◆ Work order 1:
Answer these from the review of the teixobactin news release below.
(a) What share of experimental drugs with positive laboratory results survive animal and human testing?
(b) Which antibiotic does the quoted commentary name as one for which beliefs about resistance were proven wrong?
(c) Which superbug does the quote about teixobactin name?
◆ Work order 2: Write out the part of the review of the teixobactin news release from "The release does not" up to and including "and growing threat.".

◆ Text excerpt:
New antibiotics are desperately needed, but an advance in the synthesis of a new antibiotic should not be called a breakthrough when the drug has yet to be tested in people. This release neglects to tell readers that all the claims are based on only laboratory tests. There is little acknowledgment of the uncertainties and challenges ahead. This research report is of great interest to drug researchers, but its relevance to practicing clinicians and the general public is not yet known.
Only a fraction of a percent of experimental drugs that produce positive laboratory test results survive the hurdles of animal and human testing. Especially when the need is so great, as is the case with antibiotic resistant infections, news releases should not proclaim success prematurely.
A key point of the release is that the researchers have developed a form of the teixobactin antibiotic that could be commercially viable. This statement implies that they made some rough calculations of the potential cost of manufacturing the drug. Even though it may be too early to guess at a market price (which depends on many factors other than actual manufacturing cost), it would have been nice to see some comparison to the production costs of other antibiotics.
The release says the simplified versions of teixobactin “have identical potency” to the natural form. A quote also claims teixobactin “kills bacteria without detectable resistance including superbugs such as MRSA.” But nowhere are readers told that teixobactin has yet to be tested in people. All the claims of benefits are based on laboratory tests. Readers should be told that the benefits for patients have not yet been tested.
As one commentary about new antibiotics published last spring noted, “Resistance development may not have been observed in initial experiments yet, but similar beliefs for e.g. vancomycin, have been proven wrong. As of yet, teixobactin has not yet reached testing in clinical trials.”
The release does not address potential harms. This omission is another reason the release should have made clear that although the researchers performed some laboratory tests for potential toxicity, teixobactin has not been tested in people, so its potential adverse effects are not known.
By neglecting to tell readers that the claims (which were not backed up by any numbers) are based entirely on laboratory tests, not tests in people with infections, the release may mislead many readers. The current evidence appears to be limited to in vitro studies in which the antibiotics were put into a test tube with the bacteria.
The release doesn’t disease monger. There is no doubt that antibiotic resistant infections are a widespread and growing threat.

◆ Information:
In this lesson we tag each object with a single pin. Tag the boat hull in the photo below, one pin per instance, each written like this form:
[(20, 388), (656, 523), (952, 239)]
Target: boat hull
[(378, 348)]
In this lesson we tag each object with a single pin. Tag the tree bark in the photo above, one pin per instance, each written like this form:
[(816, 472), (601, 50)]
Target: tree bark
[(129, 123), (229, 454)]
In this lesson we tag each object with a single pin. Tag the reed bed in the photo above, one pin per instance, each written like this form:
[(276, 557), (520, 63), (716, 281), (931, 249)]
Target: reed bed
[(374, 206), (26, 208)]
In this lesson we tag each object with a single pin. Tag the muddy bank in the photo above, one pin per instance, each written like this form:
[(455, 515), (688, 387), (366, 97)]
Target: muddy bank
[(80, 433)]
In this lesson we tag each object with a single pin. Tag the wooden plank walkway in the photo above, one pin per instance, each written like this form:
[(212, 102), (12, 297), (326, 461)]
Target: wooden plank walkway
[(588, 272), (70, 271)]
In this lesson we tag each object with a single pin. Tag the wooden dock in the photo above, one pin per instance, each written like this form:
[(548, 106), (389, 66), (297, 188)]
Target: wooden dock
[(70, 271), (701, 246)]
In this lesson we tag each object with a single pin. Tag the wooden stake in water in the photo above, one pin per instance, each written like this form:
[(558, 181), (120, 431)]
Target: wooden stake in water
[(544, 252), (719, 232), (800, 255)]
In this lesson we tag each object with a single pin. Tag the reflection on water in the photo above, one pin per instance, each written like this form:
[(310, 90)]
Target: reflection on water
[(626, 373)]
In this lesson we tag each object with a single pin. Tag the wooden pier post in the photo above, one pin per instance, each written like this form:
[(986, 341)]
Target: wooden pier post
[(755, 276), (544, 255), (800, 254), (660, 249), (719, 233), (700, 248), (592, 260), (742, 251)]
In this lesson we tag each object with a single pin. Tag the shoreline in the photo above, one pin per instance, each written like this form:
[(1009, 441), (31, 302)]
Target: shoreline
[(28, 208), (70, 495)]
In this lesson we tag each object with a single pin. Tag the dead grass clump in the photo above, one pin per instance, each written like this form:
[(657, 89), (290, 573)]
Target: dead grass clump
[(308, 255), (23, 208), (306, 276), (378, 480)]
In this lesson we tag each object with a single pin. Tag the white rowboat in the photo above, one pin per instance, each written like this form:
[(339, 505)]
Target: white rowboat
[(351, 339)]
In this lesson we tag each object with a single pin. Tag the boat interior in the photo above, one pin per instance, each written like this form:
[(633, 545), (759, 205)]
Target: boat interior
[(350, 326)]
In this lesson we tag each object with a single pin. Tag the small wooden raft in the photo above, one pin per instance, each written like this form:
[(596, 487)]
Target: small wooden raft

◆ Exercise response 1:
(a) Only a fraction of a percent.
(b) Vancomycin.
(c) MRSA.

◆ Exercise response 2:
The release does not address potential harms. This omission is another reason the release should have made clear that although the researchers performed some laboratory tests for potential toxicity, teixobactin has not been tested in people, so its potential adverse effects are not known.
By neglecting to tell readers that the claims (which were not backed up by any numbers) are based entirely on laboratory tests, not tests in people with infections, the release may mislead many readers. The current evidence appears to be limited to in vitro studies in which the antibiotics were put into a test tube with the bacteria.
The release doesn’t disease monger. There is no doubt that antibiotic resistant infections are a widespread and growing threat.